Collected data entries
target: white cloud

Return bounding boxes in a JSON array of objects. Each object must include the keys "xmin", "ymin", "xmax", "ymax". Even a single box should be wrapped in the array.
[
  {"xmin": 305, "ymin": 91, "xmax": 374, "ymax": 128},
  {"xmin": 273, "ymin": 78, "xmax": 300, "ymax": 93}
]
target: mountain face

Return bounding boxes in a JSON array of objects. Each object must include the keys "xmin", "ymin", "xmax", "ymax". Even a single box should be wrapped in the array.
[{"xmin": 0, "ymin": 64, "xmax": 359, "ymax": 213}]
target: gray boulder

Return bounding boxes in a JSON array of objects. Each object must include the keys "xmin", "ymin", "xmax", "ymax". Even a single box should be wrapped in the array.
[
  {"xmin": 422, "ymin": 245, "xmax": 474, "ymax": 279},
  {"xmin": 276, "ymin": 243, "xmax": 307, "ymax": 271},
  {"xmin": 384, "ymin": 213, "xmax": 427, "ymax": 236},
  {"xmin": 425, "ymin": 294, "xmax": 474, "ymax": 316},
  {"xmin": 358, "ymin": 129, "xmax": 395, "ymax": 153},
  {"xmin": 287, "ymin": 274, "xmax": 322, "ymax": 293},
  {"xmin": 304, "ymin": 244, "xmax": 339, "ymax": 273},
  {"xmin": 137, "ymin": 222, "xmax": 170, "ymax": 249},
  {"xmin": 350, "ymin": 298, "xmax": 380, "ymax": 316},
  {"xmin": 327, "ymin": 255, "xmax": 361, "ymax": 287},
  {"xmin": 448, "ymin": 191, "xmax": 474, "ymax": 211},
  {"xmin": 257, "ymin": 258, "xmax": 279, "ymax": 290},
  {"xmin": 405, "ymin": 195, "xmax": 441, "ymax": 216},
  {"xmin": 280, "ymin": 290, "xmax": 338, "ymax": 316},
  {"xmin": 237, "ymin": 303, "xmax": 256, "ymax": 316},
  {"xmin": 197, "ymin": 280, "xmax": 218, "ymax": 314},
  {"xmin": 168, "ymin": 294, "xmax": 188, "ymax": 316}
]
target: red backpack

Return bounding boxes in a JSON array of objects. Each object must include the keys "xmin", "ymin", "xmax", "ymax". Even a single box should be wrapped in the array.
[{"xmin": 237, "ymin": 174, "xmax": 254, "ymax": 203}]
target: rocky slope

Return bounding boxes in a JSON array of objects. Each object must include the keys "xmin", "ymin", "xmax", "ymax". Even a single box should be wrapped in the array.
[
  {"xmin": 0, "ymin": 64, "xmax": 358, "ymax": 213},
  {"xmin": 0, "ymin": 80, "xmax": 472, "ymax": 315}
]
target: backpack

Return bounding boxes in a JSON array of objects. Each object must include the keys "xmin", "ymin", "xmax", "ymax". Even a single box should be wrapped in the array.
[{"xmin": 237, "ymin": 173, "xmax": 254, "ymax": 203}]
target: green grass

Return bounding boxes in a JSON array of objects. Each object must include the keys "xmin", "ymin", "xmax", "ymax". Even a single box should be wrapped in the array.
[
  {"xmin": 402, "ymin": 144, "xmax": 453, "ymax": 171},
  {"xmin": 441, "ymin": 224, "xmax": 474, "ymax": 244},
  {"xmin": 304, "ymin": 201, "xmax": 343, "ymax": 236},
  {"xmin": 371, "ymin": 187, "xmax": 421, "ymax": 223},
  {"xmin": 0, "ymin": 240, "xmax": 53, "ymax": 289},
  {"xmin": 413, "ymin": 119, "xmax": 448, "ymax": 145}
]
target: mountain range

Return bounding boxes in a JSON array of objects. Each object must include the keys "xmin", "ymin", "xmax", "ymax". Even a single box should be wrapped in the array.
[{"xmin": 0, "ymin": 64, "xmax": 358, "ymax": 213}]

==

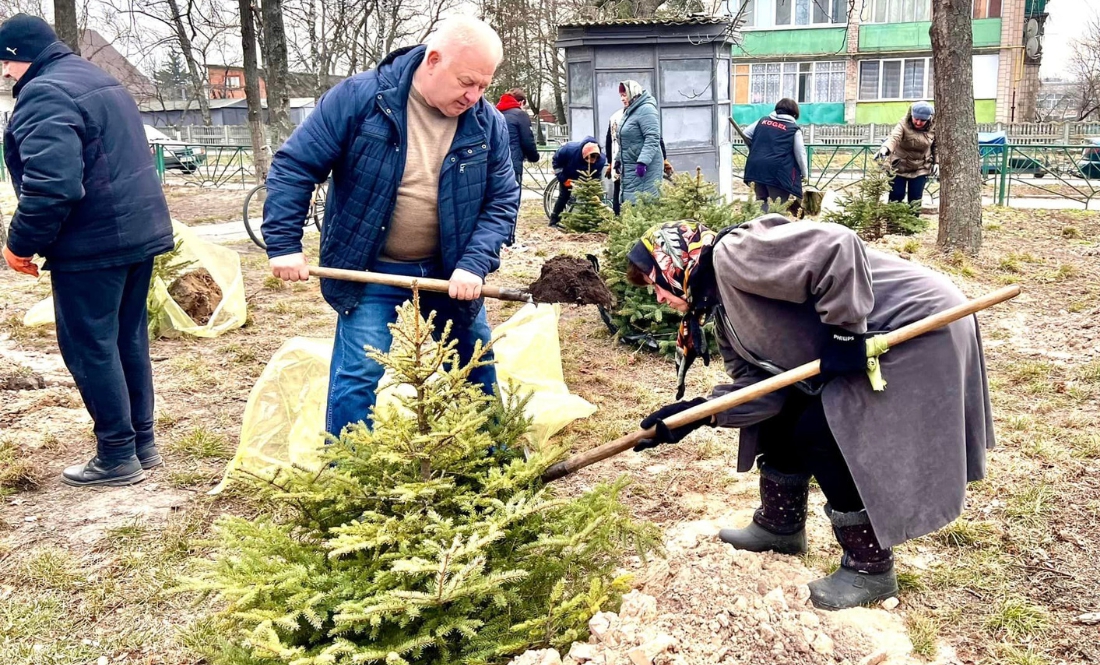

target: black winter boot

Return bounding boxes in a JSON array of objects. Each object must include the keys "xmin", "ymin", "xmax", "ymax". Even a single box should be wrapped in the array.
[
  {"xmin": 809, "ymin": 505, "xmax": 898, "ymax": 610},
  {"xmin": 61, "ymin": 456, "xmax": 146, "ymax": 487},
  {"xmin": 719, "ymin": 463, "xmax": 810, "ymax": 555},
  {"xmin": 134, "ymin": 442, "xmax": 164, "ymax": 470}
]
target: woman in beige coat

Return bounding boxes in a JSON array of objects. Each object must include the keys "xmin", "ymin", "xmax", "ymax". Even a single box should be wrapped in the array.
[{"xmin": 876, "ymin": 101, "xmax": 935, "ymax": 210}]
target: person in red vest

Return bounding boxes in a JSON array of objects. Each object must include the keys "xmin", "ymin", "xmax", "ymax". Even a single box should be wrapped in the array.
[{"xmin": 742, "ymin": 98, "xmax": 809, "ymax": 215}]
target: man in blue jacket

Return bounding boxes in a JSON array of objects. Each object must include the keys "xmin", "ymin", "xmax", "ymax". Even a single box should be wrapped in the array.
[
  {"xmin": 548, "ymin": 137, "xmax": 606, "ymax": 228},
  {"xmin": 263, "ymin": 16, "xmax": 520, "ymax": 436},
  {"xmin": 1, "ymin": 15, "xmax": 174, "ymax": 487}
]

...

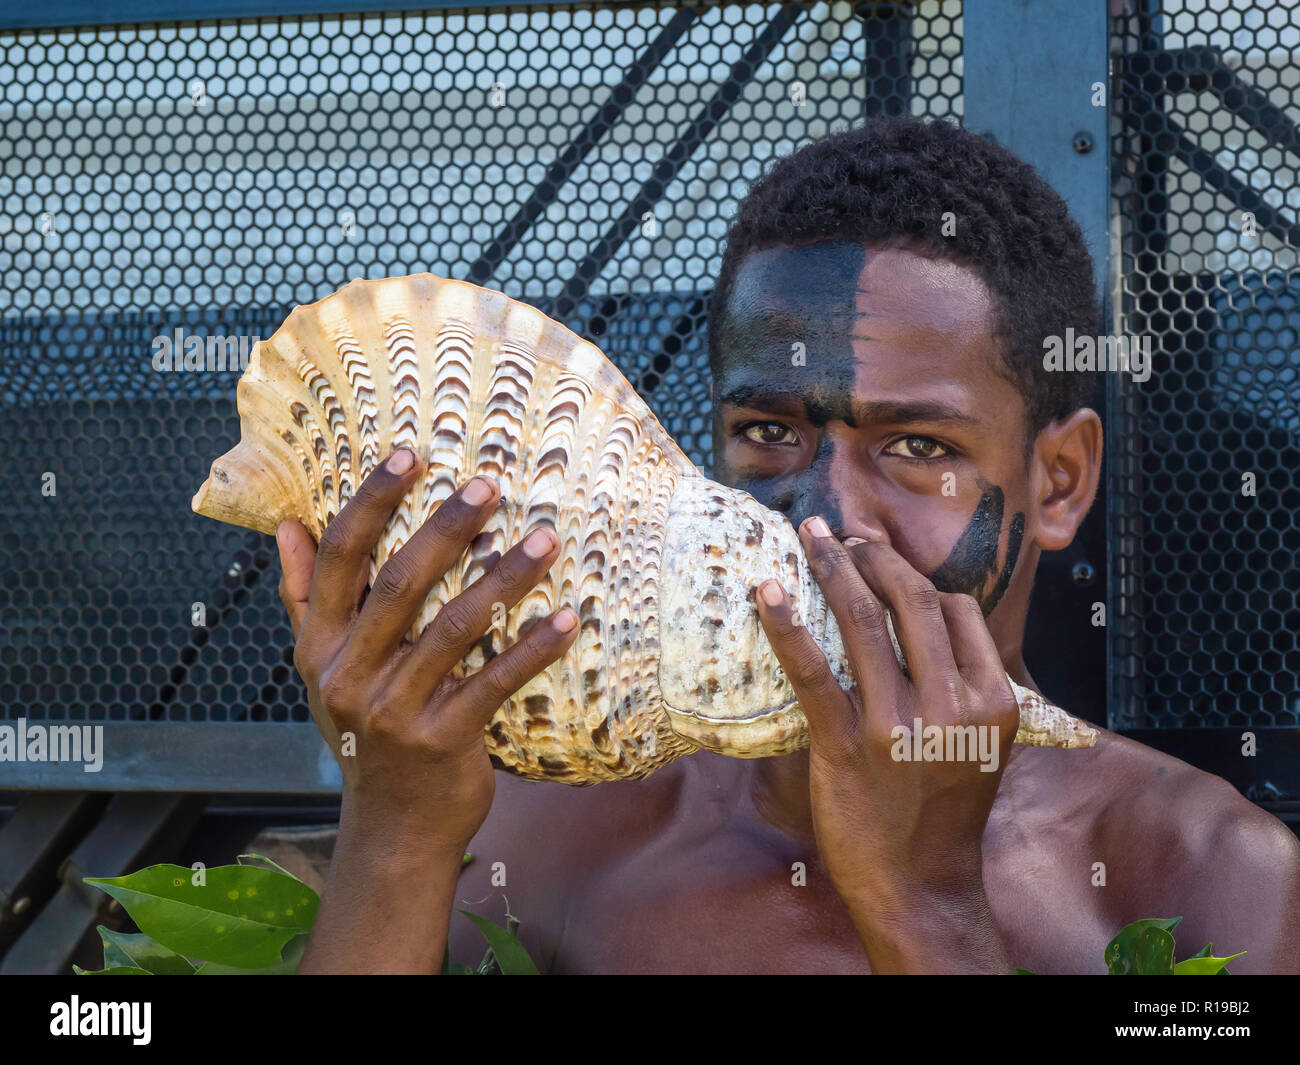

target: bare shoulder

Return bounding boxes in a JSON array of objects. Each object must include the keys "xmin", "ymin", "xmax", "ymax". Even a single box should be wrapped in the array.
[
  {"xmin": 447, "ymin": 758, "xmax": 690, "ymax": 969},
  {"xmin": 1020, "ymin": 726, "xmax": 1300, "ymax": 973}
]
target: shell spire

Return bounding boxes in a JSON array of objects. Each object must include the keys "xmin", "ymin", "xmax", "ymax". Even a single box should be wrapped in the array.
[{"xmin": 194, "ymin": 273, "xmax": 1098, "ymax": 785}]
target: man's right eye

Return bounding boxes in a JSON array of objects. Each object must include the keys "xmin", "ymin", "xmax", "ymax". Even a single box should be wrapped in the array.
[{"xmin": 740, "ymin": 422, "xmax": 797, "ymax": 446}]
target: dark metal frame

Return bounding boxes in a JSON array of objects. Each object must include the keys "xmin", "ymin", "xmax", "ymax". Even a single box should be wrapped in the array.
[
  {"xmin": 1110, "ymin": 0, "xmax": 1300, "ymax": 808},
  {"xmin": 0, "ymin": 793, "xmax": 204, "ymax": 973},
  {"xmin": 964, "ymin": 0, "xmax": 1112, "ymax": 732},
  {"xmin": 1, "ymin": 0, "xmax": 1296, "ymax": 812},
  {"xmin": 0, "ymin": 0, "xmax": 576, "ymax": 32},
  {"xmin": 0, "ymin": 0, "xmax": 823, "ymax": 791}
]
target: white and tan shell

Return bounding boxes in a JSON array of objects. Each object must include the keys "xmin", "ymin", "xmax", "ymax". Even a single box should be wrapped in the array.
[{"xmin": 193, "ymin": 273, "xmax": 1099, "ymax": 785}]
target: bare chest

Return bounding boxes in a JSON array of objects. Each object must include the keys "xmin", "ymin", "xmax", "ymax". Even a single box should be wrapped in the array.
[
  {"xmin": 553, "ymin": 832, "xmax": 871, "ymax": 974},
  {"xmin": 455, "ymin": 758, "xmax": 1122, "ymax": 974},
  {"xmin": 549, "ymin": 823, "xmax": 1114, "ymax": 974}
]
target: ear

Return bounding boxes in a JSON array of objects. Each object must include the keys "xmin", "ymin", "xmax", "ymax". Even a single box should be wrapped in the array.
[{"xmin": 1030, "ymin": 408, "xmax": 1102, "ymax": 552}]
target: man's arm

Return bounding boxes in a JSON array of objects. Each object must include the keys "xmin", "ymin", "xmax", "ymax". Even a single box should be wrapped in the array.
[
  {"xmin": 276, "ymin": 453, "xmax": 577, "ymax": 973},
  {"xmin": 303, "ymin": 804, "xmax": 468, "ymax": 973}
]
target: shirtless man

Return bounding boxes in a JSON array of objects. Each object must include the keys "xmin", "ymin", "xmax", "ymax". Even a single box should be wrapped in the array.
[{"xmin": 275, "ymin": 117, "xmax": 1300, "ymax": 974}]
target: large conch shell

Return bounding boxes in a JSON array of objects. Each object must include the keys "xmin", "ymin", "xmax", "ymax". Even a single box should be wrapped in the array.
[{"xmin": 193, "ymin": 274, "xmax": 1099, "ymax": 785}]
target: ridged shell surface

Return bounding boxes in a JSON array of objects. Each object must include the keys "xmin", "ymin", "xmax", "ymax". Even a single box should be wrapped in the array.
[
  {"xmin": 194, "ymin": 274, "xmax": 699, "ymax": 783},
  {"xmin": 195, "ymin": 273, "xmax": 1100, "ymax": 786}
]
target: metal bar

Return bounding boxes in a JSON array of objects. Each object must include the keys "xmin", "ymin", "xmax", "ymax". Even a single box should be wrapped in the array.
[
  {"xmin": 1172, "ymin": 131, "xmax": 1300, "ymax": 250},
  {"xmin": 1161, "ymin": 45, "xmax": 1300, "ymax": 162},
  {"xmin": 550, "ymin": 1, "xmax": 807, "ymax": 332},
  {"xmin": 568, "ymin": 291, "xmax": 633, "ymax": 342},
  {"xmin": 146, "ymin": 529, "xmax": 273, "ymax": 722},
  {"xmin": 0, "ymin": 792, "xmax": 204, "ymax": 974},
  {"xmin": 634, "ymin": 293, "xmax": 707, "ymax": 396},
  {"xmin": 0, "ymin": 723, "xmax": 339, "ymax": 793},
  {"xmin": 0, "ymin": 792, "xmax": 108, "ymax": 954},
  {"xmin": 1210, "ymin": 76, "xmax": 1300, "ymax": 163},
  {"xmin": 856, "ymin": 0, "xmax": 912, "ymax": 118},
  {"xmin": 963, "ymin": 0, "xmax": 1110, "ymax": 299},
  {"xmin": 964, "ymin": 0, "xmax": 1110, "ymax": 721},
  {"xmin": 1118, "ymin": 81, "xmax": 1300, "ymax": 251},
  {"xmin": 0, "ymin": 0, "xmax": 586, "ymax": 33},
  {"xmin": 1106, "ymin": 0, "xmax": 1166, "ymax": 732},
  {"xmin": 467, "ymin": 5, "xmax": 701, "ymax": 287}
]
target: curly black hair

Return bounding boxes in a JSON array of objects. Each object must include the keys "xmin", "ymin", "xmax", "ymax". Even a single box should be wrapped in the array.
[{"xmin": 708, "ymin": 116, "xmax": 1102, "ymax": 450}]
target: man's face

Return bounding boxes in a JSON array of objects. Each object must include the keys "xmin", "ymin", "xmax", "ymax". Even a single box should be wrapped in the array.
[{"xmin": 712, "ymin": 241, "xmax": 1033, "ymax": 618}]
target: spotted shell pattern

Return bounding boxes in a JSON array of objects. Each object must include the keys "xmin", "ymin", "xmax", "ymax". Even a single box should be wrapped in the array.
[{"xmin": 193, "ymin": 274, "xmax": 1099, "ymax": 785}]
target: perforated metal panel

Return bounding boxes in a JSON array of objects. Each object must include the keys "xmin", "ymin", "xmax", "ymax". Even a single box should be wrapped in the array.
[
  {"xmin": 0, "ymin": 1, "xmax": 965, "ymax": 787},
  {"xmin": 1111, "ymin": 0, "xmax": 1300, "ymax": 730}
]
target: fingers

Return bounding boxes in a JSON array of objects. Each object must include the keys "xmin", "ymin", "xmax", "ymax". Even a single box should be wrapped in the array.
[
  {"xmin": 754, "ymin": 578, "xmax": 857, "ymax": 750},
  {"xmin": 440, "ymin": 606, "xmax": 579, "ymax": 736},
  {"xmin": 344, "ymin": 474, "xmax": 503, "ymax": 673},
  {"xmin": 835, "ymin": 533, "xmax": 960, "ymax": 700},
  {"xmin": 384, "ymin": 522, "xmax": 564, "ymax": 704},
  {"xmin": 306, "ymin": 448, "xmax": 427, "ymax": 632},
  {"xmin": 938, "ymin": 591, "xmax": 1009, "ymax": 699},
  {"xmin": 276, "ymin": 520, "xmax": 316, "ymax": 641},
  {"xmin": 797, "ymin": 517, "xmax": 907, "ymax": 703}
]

▶ EXERCISE DIRECTIONS
Working from the data above, extract solely the lines from the one containing "target: woman in beige coat" through the one containing "target: man in blue jacket", exactly as they appear, both included.

▶ YOUR RESPONSE
target: woman in beige coat

Return bounding boxes in a JSON array of objects. Each object must include the keys "xmin", "ymin", "xmax", "ymax". Even a single box should be wrapped in the array.
[{"xmin": 876, "ymin": 101, "xmax": 935, "ymax": 210}]
target: person in red vest

Return bounding boxes in a JSON array of objects. Each object must include the keys "xmin", "ymin", "xmax", "ymax". Even a single box should be wrapped in the array.
[{"xmin": 742, "ymin": 98, "xmax": 809, "ymax": 215}]
target: man in blue jacket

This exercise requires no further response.